**PROBLEM TO WORK ON**
Look through the data below and return each line where "corner" appears.

DATASET RECORDS Start Marker

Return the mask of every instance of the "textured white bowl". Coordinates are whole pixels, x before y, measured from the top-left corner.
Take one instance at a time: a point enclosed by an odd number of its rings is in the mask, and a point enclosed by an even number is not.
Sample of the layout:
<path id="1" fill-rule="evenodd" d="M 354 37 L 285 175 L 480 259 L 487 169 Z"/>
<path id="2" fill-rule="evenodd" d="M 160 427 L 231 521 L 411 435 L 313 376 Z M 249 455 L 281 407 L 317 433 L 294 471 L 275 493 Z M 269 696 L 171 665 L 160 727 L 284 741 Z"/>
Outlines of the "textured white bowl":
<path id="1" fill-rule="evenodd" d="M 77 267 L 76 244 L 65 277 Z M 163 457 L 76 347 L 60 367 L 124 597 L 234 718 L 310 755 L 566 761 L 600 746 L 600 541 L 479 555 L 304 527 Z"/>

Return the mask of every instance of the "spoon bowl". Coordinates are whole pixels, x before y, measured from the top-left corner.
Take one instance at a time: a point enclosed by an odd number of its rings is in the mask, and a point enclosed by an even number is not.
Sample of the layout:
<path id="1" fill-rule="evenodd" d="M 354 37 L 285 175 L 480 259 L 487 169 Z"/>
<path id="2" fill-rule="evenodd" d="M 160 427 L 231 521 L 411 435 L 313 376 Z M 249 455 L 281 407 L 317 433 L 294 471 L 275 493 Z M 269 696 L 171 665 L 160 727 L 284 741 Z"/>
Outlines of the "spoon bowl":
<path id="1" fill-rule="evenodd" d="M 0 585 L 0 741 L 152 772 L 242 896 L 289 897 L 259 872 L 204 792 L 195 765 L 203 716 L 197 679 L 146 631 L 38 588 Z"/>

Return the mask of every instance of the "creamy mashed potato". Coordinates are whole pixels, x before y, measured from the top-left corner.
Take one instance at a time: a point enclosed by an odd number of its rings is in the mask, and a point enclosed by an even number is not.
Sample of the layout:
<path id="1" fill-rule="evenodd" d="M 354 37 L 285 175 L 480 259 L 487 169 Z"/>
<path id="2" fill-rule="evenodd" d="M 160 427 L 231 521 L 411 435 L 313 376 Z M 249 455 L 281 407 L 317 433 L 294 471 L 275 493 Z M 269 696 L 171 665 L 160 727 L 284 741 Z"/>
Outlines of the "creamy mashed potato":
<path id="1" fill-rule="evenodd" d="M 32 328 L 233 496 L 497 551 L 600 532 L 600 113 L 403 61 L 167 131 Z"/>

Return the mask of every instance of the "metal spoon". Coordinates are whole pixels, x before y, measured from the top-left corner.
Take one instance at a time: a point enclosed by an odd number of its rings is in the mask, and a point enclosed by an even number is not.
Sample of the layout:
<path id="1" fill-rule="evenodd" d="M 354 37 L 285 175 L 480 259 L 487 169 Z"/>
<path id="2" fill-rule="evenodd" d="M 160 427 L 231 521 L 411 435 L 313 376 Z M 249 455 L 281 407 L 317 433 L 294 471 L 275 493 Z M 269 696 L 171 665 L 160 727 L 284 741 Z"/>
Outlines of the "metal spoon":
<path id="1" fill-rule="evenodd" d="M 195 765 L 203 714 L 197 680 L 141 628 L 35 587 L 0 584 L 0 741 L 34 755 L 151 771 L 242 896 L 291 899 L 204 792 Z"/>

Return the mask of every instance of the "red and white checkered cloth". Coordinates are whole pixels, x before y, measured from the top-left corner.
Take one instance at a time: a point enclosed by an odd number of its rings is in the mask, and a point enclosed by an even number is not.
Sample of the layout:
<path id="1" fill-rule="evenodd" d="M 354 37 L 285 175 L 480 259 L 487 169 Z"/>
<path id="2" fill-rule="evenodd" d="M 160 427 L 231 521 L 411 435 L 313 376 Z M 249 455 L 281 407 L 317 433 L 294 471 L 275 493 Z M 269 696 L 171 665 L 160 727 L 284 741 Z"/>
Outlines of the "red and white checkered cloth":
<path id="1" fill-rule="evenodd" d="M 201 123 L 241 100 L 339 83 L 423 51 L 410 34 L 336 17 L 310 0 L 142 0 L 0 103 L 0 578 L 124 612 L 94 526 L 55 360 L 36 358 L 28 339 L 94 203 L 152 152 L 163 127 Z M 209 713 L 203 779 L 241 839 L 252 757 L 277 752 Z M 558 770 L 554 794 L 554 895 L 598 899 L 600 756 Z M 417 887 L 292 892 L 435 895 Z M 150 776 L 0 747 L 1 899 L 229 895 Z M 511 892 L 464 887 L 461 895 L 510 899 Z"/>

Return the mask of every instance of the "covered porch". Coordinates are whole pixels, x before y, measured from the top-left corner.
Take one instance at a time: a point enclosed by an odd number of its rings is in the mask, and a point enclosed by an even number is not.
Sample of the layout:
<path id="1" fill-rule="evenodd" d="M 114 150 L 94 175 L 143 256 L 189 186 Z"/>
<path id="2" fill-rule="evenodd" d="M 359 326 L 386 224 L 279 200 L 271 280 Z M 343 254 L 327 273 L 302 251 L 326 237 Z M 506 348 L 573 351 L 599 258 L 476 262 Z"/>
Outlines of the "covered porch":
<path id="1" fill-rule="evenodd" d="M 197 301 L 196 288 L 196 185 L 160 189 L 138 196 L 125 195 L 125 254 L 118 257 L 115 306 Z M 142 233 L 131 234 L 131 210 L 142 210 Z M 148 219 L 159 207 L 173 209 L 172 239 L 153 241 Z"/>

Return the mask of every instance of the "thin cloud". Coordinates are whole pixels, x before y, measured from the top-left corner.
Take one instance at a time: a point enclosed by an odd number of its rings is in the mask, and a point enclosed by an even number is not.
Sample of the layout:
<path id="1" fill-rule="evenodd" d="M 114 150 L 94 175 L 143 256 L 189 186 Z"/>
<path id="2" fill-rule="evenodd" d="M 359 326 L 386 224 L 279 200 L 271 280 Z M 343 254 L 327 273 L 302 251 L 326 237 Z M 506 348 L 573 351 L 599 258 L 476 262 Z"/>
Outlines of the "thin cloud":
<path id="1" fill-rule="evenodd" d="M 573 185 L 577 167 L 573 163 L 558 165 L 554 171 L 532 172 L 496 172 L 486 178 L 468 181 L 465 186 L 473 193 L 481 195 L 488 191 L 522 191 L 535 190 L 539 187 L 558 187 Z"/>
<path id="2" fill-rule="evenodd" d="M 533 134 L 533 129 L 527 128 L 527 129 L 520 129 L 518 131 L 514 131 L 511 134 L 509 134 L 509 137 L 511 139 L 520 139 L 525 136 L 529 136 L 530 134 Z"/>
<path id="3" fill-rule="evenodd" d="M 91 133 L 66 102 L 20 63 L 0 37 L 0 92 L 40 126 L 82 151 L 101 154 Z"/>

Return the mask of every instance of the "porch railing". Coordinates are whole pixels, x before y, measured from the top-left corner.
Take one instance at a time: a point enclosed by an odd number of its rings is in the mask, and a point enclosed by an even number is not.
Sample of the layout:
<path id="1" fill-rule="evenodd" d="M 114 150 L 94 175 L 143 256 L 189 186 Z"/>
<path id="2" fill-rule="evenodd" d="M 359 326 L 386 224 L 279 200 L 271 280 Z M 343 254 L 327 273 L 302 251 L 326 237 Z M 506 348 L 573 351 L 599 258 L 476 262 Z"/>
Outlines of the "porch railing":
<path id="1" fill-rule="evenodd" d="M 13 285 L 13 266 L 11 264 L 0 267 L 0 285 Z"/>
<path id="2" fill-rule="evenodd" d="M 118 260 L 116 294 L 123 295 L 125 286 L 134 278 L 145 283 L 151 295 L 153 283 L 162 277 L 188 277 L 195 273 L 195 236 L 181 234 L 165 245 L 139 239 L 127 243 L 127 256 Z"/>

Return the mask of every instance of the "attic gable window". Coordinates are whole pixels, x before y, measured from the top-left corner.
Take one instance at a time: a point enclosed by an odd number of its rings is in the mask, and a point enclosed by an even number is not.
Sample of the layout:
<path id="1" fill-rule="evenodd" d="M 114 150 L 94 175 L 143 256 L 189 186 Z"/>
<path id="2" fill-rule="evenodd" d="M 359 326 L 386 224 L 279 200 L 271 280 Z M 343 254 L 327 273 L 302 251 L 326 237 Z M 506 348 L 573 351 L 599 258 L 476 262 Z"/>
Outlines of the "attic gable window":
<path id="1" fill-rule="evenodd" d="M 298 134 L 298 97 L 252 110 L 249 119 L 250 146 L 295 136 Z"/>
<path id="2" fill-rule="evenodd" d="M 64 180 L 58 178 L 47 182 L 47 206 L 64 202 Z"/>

DATASET RECORDS End Marker

**YOUR SOLUTION**
Return the mask of every instance of the "textured white bowl". Coordinates are whole pixels, x before y, measured from the top-left corner.
Return the mask of every instance of the "spoon bowl". Coordinates are whole pixels, x before y, measured from the top-left corner.
Return the mask of every instance of the "creamy mashed potato". Coordinates are whole pixels, x before y, measured from the top-left corner.
Return the mask of every instance of the "metal spoon". Coordinates are whole pixels, x before y, measured from the top-left corner.
Return the mask of every instance of the "red and white checkered cloth". Coordinates are whole pixels, x before y, measured from the top-left corner.
Return the mask of every instance of the "covered porch". Coordinates are whole pixels, x before y, measured from the top-left corner.
Return the mask of every instance of the "thin cloud". Coordinates are whole pixels, x before y, measured from the top-left corner.
Return the mask of every instance of the "porch railing". Coordinates are whole pixels, x before y, measured from the top-left corner.
Return the mask of every instance of the "attic gable window". Coordinates are whole pixels, x before y, measured from the top-left corner.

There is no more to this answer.